Excerpt to read:
--
The guiding question of this work is the following: In which way,
if at all, can we define a framework that allows a comparative view
on social professional activity in an international perspective?
Going beyond positivist research usually means to look for
qualitative standards, however remaining caught by taking
individual professions in a national setting from one country for
granted and looking from what we know for 'counterparts' and/or
'partners' in other countries. To avoid the subsequent shortcoming
of an underlying 'professional rigidity' we face the need of
developing a functional perspective, focusing on the societies in
which Social Professional Activities (SPA) emerge in their
respective particular national patterns. This means, however, to
start by defining 'the social' as determining societies in general,
looking from there at different national patterns -- pragmatically
but as well structurally the nation state will be taken as point of
reference. In such a perspective, several current concepts have to
be fundamentally questioned as far as the mainstream consensus is
concerned. Terms in question are in particular: the social,
professions and social problems - this is especially necessary when
it comes to developing an international perspective. Despite the
need of looking for a general definition of the social, there is in
particular a more specific need for debating the understanding of
different strands of activities that are - in the widest sense -
captured as social professions, for example social work,
community/youth work, nursing and care professions, but as well
social management and social action (especially the latter pointing
on the problematique of professionalisation in strictu sensu).
--
Tasks to perform:
1. From the passage on social professional activity, extract the exact wording starting with "The guiding question" and going on through "an international perspective?".
2. Reproduce exactly the lines of the dataset entries starting with the line with "Please inspect the picture provided and identify eye." and going on through the line with "[214,156,384,365]", both included.

(Dataset entries)
--
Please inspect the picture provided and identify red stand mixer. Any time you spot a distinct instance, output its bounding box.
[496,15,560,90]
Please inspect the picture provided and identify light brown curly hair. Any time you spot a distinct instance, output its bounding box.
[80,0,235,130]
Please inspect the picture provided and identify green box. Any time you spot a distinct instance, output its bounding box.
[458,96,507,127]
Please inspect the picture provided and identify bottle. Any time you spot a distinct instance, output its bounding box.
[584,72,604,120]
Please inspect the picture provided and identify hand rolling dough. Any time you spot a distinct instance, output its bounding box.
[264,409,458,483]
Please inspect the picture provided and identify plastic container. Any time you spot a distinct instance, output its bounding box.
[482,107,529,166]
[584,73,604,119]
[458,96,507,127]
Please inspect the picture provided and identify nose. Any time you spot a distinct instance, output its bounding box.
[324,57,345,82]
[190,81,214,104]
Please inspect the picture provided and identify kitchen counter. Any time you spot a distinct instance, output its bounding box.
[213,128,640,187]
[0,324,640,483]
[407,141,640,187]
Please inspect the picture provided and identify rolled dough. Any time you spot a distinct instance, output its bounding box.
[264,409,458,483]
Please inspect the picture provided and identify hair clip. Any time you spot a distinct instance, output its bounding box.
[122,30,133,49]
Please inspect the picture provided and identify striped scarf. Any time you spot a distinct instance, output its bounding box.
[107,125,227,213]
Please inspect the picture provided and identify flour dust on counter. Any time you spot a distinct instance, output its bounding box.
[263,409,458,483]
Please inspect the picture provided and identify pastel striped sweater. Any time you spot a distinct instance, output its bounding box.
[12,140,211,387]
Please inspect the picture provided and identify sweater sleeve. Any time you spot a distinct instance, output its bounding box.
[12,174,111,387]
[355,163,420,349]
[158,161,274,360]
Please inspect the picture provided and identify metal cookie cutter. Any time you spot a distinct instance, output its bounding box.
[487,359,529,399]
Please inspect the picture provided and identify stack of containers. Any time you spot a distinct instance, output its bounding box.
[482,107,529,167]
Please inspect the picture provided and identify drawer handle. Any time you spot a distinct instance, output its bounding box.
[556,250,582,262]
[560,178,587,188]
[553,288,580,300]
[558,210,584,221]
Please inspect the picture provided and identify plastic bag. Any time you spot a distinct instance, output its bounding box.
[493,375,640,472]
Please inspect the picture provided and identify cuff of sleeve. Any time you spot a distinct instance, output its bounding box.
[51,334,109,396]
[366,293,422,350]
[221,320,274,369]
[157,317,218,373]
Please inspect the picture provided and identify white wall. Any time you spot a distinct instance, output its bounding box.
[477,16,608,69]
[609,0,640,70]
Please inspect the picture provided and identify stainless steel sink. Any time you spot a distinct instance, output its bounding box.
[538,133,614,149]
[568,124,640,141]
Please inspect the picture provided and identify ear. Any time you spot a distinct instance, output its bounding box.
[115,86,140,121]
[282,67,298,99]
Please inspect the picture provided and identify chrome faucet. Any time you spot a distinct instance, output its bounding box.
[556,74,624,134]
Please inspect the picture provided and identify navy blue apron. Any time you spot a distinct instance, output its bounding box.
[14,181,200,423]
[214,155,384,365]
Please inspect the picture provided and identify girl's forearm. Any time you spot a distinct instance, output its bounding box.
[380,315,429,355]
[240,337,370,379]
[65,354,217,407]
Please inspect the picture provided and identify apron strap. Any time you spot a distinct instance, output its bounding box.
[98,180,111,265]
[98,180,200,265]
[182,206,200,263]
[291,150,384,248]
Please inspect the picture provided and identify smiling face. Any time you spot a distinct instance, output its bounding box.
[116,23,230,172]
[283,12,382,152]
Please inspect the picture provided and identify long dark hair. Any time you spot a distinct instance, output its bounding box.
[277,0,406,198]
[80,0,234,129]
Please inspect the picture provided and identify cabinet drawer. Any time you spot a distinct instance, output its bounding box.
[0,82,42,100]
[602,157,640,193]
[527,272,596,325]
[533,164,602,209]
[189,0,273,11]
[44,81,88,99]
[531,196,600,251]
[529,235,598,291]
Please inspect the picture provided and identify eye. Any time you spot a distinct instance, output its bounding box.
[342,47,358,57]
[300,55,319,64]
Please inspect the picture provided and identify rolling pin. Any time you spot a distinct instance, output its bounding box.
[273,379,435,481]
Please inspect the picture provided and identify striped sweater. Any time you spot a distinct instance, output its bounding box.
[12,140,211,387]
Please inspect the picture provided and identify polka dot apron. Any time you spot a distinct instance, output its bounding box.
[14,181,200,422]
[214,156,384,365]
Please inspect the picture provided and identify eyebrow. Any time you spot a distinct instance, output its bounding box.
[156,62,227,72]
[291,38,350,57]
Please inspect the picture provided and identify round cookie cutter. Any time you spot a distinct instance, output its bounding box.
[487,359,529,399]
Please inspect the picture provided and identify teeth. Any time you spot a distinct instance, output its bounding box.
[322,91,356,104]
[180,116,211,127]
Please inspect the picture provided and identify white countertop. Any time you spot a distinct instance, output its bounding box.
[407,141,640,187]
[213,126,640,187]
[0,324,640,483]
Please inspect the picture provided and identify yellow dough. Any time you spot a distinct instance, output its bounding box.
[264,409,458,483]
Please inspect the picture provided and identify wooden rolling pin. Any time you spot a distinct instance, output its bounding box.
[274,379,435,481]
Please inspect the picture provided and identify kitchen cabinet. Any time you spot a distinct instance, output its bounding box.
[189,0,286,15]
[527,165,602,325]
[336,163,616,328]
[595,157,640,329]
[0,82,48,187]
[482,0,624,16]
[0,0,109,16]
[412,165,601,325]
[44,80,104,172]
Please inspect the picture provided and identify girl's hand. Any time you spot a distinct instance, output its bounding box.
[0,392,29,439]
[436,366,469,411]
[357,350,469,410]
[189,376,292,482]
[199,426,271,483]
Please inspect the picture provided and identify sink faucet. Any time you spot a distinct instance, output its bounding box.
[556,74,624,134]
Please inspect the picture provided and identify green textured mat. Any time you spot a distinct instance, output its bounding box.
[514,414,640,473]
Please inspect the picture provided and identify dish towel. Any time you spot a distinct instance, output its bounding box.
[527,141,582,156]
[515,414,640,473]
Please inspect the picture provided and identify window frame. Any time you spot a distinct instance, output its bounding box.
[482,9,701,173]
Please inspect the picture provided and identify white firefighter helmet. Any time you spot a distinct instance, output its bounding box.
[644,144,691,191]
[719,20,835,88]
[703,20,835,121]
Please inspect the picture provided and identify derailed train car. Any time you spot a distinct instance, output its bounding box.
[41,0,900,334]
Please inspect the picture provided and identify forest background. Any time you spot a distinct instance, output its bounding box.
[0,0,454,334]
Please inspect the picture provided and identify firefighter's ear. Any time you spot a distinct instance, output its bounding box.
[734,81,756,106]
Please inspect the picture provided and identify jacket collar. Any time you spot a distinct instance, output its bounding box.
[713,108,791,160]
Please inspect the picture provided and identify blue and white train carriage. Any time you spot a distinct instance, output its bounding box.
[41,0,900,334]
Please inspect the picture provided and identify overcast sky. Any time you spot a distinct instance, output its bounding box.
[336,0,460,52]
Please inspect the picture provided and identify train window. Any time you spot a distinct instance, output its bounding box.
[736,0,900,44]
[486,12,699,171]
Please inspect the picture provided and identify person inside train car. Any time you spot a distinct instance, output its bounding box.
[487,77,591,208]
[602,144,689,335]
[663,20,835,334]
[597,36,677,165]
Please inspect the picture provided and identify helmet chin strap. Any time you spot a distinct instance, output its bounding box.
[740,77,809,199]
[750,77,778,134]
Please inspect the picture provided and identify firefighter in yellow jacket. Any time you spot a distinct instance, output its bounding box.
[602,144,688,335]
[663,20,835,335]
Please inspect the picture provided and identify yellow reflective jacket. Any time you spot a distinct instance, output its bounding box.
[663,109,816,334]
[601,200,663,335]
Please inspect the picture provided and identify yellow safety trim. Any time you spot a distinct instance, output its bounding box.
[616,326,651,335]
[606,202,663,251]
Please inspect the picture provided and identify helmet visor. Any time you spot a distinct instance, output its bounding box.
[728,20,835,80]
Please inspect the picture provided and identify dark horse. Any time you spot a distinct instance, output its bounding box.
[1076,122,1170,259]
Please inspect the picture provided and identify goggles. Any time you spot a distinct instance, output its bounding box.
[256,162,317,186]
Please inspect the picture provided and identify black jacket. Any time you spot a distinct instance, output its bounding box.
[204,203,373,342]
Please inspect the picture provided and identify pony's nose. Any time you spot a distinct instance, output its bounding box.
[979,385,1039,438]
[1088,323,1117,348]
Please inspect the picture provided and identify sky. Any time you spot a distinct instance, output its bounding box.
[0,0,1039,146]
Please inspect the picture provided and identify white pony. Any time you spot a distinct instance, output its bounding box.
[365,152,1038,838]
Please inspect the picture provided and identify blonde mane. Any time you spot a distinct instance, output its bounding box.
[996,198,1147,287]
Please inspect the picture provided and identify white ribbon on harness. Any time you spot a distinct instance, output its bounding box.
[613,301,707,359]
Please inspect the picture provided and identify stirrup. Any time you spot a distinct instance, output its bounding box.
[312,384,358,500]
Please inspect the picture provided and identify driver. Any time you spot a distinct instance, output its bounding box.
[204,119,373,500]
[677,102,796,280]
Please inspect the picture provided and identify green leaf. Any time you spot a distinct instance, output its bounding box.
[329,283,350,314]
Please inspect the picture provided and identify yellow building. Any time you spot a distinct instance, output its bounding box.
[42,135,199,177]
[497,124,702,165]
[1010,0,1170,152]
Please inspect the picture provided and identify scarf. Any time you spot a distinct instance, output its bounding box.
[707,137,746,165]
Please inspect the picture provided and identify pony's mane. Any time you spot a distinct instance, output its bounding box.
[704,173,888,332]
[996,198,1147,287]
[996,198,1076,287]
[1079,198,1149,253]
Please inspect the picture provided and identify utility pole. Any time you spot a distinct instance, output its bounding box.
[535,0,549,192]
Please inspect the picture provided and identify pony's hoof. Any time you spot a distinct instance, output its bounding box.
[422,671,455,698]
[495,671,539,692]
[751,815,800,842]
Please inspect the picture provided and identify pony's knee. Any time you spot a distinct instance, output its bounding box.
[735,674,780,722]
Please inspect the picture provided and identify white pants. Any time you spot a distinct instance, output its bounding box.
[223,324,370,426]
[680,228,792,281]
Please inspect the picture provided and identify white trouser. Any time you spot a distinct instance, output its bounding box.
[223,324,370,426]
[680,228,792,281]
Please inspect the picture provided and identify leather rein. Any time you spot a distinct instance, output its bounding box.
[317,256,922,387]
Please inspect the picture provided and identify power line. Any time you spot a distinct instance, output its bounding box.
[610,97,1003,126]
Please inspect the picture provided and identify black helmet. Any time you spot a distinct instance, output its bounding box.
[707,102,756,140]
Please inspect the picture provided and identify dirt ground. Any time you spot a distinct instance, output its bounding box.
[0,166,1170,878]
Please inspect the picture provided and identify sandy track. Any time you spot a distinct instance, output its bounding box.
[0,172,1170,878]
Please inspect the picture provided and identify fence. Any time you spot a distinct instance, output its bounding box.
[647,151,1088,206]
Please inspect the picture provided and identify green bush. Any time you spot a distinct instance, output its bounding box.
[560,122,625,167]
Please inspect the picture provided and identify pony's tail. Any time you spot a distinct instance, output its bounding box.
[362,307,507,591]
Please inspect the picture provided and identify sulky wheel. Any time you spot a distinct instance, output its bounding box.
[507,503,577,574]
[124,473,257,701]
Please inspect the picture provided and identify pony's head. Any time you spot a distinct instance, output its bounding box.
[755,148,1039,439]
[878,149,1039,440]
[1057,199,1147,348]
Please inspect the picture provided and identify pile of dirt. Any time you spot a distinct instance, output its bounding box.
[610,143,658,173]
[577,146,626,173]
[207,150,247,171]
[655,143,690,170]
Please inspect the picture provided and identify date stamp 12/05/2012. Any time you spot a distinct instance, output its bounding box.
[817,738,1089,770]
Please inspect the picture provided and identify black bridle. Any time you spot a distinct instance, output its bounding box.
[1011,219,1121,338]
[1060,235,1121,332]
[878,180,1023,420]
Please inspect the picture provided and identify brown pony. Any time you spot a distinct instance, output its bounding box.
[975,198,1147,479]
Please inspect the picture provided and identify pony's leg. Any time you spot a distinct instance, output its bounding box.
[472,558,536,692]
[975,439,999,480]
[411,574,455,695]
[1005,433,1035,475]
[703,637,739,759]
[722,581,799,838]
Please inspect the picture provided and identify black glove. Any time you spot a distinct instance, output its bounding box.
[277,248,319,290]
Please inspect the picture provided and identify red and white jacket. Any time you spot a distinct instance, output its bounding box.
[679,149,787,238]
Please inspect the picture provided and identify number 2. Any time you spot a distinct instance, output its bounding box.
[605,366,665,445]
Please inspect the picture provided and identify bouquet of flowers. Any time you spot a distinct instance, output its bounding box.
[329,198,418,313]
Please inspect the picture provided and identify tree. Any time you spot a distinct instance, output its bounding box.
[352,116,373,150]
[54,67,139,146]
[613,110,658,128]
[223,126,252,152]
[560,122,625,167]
--
Answers to the exercise:
1.
The guiding question of this work is the following: In which way,
if at all, can we define a framework that allows a comparative view
on social professional activity in an international perspective?

2.
Please inspect the picture provided and identify eye. Any time you spot a distinct instance, output its bounding box.
[342,47,358,57]
[300,55,319,64]
Please inspect the picture provided and identify rolling pin. Any time you spot a distinct instance, output its bounding box.
[273,379,435,481]
Please inspect the picture provided and identify striped sweater. Any time you spot a distinct instance, output its bounding box.
[12,140,211,387]
Please inspect the picture provided and identify polka dot apron. Any time you spot a distinct instance, output its bounding box.
[14,181,200,422]
[214,156,384,365]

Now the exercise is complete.